◆ Données
● ● ● ● ● ● ●
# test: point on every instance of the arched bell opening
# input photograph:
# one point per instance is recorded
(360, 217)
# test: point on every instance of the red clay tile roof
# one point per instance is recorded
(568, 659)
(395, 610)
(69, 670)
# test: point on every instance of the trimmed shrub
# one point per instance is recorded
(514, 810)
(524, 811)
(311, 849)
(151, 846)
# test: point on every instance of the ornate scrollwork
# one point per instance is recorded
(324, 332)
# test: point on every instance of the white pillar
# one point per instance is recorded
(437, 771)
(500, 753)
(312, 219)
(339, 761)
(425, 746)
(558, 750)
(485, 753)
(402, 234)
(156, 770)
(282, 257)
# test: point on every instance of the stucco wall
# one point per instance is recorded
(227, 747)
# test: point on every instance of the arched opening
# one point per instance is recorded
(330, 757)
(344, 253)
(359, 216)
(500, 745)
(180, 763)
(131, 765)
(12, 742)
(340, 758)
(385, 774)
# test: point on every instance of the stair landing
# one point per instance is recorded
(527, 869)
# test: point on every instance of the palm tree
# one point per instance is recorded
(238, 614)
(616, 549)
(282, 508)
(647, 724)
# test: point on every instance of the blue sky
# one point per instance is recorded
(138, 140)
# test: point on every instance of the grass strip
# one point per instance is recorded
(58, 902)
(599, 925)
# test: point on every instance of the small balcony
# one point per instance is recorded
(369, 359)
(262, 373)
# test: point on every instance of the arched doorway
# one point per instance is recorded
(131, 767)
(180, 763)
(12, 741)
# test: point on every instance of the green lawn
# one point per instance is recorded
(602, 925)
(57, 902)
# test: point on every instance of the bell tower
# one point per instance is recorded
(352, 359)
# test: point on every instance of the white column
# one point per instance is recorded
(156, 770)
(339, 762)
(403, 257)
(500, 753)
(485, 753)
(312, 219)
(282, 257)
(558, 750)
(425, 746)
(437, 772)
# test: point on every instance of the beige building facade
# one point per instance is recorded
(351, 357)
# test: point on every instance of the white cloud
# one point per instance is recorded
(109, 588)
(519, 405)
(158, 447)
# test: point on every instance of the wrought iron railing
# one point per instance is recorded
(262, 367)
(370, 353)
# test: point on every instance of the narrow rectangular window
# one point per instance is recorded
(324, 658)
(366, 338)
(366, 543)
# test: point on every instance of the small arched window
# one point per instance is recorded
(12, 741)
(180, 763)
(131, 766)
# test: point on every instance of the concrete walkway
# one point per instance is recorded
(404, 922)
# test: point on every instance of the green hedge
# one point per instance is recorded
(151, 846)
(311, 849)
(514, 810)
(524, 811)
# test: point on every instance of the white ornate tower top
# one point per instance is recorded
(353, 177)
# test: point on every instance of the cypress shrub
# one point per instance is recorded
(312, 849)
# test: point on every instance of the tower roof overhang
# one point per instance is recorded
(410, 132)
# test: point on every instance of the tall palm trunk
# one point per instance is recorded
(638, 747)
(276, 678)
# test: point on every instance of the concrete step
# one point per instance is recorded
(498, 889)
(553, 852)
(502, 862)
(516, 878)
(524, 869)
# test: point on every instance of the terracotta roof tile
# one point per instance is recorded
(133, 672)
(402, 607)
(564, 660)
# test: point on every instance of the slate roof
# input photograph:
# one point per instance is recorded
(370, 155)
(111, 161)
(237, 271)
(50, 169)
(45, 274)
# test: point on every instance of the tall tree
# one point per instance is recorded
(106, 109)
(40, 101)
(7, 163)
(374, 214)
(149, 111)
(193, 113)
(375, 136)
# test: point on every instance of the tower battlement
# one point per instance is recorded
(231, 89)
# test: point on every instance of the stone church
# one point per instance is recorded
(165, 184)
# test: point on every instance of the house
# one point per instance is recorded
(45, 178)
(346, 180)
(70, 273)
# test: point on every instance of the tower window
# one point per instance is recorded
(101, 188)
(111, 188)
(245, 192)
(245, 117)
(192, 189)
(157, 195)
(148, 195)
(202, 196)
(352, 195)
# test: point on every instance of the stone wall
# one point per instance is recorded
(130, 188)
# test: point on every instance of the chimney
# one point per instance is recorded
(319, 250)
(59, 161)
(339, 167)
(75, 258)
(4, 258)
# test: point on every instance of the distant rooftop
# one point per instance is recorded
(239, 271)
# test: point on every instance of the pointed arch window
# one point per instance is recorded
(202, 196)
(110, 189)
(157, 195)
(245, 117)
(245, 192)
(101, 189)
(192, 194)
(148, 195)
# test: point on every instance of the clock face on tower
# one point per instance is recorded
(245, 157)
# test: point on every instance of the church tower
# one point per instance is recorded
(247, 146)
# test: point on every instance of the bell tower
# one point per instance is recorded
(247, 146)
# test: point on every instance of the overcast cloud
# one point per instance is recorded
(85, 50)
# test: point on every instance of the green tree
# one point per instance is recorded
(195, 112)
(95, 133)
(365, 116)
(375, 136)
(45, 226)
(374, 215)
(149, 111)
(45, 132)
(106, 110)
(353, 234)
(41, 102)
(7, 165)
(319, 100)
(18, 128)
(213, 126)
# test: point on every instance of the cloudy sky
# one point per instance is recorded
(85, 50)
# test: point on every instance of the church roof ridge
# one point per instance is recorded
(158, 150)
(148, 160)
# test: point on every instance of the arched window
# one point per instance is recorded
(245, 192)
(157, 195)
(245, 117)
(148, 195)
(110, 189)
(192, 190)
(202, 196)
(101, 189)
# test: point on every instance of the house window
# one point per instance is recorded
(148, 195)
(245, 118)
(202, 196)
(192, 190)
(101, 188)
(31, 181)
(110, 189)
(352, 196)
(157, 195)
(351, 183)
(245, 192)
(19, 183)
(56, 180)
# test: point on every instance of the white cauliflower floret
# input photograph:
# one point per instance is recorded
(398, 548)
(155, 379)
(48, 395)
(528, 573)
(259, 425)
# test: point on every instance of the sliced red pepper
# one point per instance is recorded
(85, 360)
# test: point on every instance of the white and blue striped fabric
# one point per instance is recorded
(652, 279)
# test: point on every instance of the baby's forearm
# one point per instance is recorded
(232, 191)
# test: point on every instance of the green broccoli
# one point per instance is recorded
● ● ● ● ● ● ●
◆ Objectif
Recopiez ces lignes à l'identique.

◆ Corrigé
# test: point on every instance of the arched bell opening
# input photograph:
# one point per instance is recorded
(360, 217)
# test: point on every instance of the red clay tile roof
# one point per instance is recorded
(568, 659)
(395, 610)
(69, 670)
# test: point on every instance of the trimmed shrub
# one point per instance is recorded
(514, 810)
(524, 811)
(311, 849)
(151, 846)
# test: point on every instance of the ornate scrollwork
# one point per instance is recorded
(324, 332)
# test: point on every instance of the white pillar
# one point per instance is recorded
(437, 771)
(500, 753)
(312, 219)
(339, 761)
(425, 746)
(558, 750)
(485, 753)
(402, 234)
(156, 770)
(282, 257)
# test: point on every instance of the stucco wall
# one point per instance is recorded
(227, 747)
# test: point on every instance of the arched opening
# one point per instance is recorded
(330, 757)
(344, 253)
(359, 216)
(500, 745)
(180, 763)
(131, 765)
(12, 742)
(340, 758)
(385, 774)
# test: point on every instance of the stair landing
# one point per instance is recorded
(527, 869)
# test: point on every instance of the palm tree
# one point per instance is recorded
(238, 614)
(616, 549)
(282, 508)
(647, 724)
# test: point on every instance of the blue sky
# one point per instance is recorded
(138, 140)
# test: point on every instance of the grass strip
# one point per instance is recorded
(58, 902)
(599, 925)
# test: point on every instance of the small balcony
# one point per instance is recorded
(369, 359)
(262, 373)
# test: point on every instance of the arched doorway
# one point per instance is recorded
(131, 767)
(180, 763)
(12, 741)
# test: point on every instance of the green lawn
# one point per instance is recorded
(602, 925)
(57, 902)
# test: point on every instance of the bell tower
# one point per instance is recorded
(352, 359)
# test: point on every instance of the white column
# one point per instance is recorded
(156, 770)
(339, 762)
(403, 257)
(500, 753)
(485, 753)
(312, 219)
(282, 257)
(558, 750)
(425, 746)
(437, 772)
# test: point on every instance of the beige building facade
# one point per instance is recorded
(351, 357)
# test: point on every instance of the white cloud
# one point per instance is recorded
(109, 588)
(519, 405)
(158, 447)
# test: point on every instance of the wrought iron railing
# one point per instance is recorded
(262, 367)
(370, 353)
# test: point on every instance of the narrow rectangular window
# one point per instance is recorded
(324, 658)
(366, 338)
(366, 543)
# test: point on every instance of the small arched window
# one point per instance is recorded
(12, 741)
(180, 763)
(131, 766)
# test: point on every instance of the concrete walkway
# one point per instance is recorded
(404, 922)
# test: point on every instance of the green hedge
# one point per instance is recorded
(151, 846)
(311, 849)
(514, 810)
(524, 811)
# test: point on every instance of the white ornate tower top
# one point per instance is recorded
(353, 177)
# test: point on every instance of the cypress shrub
# one point per instance is recorded
(312, 849)
# test: point on every instance of the tower roof overhang
# one point per instance is recorded
(410, 132)
# test: point on every instance of the tall palm trunk
# one point per instance is recorded
(638, 747)
(276, 678)
# test: point on every instance of the concrete step
# one point per instance is recorded
(498, 889)
(553, 852)
(502, 862)
(516, 878)
(524, 869)
# test: point on every instance of the terracotta roof tile
# one point per instance is recorded
(133, 672)
(402, 607)
(564, 660)
# test: point on every instance of the slate roof
# input photograph:
# one point per instance is recorded
(370, 155)
(111, 161)
(237, 271)
(50, 169)
(45, 274)
# test: point on every instance of the tall tree
# one point per instance is recorded
(106, 109)
(40, 101)
(7, 163)
(374, 214)
(149, 111)
(193, 113)
(375, 136)
# test: point on every instance of the tower battlement
# one point per instance is recorded
(231, 89)
# test: point on every instance of the stone church
# one point per instance is recorded
(165, 184)
# test: point on every instance of the house
# one point per instance is recorded
(45, 178)
(346, 180)
(70, 273)
# test: point on every instance of the tower window
# one point per instance is recorded
(101, 188)
(111, 188)
(245, 192)
(245, 117)
(192, 189)
(157, 195)
(148, 195)
(202, 196)
(352, 195)
# test: point on every instance of the stone wall
# one point per instance is recorded
(130, 188)
# test: point on every instance of the chimney
# one point per instance is recorded
(319, 250)
(59, 161)
(339, 167)
(75, 258)
(4, 258)
# test: point on every instance of the distant rooftop
# one point per instance is recorded
(239, 271)
# test: point on every instance of the pointed arch window
# one point per instance is recorded
(202, 196)
(110, 189)
(157, 195)
(245, 117)
(245, 192)
(101, 189)
(192, 194)
(148, 195)
# test: point on every instance of the clock face on tower
# one point per instance is recorded
(245, 157)
# test: point on every instance of the church tower
# one point per instance is recorded
(247, 146)
# test: point on every instance of the bell tower
# one point per instance is recorded
(247, 146)
# test: point on every instance of the overcast cloud
# one point per instance is recorded
(85, 50)
# test: point on every instance of the green tree
# one point per instance is recorded
(195, 112)
(95, 133)
(365, 116)
(375, 136)
(45, 226)
(374, 215)
(149, 111)
(45, 132)
(106, 110)
(353, 234)
(41, 102)
(7, 165)
(319, 100)
(18, 128)
(213, 126)
# test: point on every instance of the cloudy sky
# one point per instance is recorded
(85, 50)
# test: point on every instance of the church roof ridge
# one point per instance is recorded
(158, 150)
(148, 160)
# test: point on every instance of the arched window
# one point per instance is recorded
(245, 192)
(157, 195)
(245, 117)
(148, 195)
(110, 189)
(192, 190)
(202, 196)
(101, 189)
# test: point on every instance of the house window
# one point per instance is recorded
(148, 195)
(245, 118)
(202, 196)
(192, 190)
(101, 188)
(31, 181)
(110, 189)
(352, 196)
(157, 195)
(351, 183)
(245, 192)
(19, 183)
(56, 180)
# test: point on every instance of the white cauliflower floret
# input photograph:
# one point per instance is recorded
(398, 548)
(155, 379)
(48, 395)
(528, 573)
(259, 425)
# test: point on every instance of the sliced red pepper
# one point per instance is recorded
(85, 360)
# test: point on every instance of the white and blue striped fabric
# one point per instance is recorded
(652, 279)
# test: point on every instance of the baby's forearm
# one point per instance is recorded
(232, 191)
# test: point on every instance of the green broccoli
# one point per instance is recorded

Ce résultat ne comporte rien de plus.